(TASKS FOR THIS EXERCISE):
**A)** In the post on Maslow's pyramid, where did the author find the best list of the characteristics of self-actualizing people?
**B)** Output the records from the line containing "[pin] shrub (one" through the last line of the records as a numbered list, leaving out blank lines.
====== PROVIDED TEXT ======
This is the last post in the series on Maslow's pyramid and how it affects the corporate strategists and entrepreneurs. Maslow's theories are taken again and again under different words in many business books and it always comes down to this conclusion :
Get people (friends, clients, suppliers, investors, family, etc) to the highest plateau of the pyramid and they will thank you. Get yourself to the highest plateau of self-actualization and they will love you and you will love yourself.
Maslow had it. He described self-actualization as
"A musician must make music, an artist must paint, a poet must write, if he is to be at peace with himself. What a man can be, he must be. This is the need we may call self-actualization ... It refers to man's desire for fulfillment, namely to the tendency for him to become actually in what he is potentially: to become everything that one is capable of becoming ..."
So what are the characteristics of these people ? What must an entrepreneur / corporate strategist think about when developing the corporate services they offer ? How can look to help others and myself acquire these characteristics.
The best list I found was in Wikipedia's post on the Hierarchy of Needs. So I am blatantly copying the interesting part of the entry here. I know it's not part of the Blogging Rulebook, but I suspect you won't make the effort to click on the link and find the interesting text. So here it is (and again, I am ripping this from Wikipedia.)
1. Clearer perception of reality.
Self-actualizing people perceive reality more effectively than others and are more comfortable with it. They have an accurate perception of what exists rather than a distortion of perception by one's needs, and possess an ability to be objective about their own strengths, possibilities and limitations. They judge experiences, people and things correctly and efficiently, and have an unusual ability to detect the spurious, the fake, and the dishonest. They are not afraid of the unknown and can tolerate the doubt, uncertainty, and tentativeness accompanying the perception of the new and unfamiliar.
2. Acceptance of self, others, and nature.
====== LISTED ENTRIES ======
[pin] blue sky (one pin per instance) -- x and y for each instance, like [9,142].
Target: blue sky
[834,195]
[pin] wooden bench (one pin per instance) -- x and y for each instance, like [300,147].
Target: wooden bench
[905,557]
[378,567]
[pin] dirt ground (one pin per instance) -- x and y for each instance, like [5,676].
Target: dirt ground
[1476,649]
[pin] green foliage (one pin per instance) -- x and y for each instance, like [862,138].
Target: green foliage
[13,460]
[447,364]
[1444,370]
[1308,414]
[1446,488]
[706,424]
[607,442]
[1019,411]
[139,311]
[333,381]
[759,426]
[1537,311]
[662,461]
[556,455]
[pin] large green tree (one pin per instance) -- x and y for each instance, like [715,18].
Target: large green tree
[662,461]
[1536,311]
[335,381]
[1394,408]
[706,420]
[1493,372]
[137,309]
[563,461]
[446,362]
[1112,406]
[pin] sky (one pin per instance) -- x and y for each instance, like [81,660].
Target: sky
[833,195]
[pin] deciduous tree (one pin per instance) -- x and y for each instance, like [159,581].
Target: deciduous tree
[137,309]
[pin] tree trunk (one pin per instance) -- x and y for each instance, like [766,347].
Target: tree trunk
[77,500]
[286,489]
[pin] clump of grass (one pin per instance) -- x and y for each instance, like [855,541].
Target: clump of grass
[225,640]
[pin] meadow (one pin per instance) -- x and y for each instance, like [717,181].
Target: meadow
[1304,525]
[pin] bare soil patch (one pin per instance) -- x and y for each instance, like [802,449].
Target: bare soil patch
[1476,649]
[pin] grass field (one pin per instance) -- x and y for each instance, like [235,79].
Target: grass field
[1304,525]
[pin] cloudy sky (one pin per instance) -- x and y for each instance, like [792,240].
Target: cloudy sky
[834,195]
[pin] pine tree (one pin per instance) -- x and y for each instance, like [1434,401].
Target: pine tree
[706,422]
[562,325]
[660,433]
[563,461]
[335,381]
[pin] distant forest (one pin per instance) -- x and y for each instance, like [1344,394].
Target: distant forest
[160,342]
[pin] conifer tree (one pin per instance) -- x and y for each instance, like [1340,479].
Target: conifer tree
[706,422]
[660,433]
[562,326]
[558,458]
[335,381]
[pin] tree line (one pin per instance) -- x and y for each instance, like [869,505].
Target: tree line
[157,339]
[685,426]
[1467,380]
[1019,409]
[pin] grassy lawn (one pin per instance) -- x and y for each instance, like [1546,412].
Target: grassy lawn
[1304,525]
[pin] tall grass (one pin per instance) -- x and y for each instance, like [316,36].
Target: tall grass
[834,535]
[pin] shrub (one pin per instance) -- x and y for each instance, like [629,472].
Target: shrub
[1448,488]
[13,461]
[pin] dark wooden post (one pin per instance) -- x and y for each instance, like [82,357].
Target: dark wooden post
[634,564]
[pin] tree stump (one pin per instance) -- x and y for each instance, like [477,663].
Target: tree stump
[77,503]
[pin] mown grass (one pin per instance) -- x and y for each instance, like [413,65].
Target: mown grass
======
(SOLVED TASKS):
**A)** In Wikipedia's post on the Hierarchy of Needs.

**B)**
1. [pin] shrub (one pin per instance) -- x and y for each instance, like [629,472].
2. Target: shrub
3. [1448,488]
4. [13,461]
5. [pin] dark wooden post (one pin per instance) -- x and y for each instance, like [82,357].
6. Target: dark wooden post
7. [634,564]
8. [pin] tree stump (one pin per instance) -- x and y for each instance, like [477,663].
9. Target: tree stump
10. [77,503]
11. [pin] mown grass (one pin per instance) -- x and y for each instance, like [413,65].
12. Target: mown grass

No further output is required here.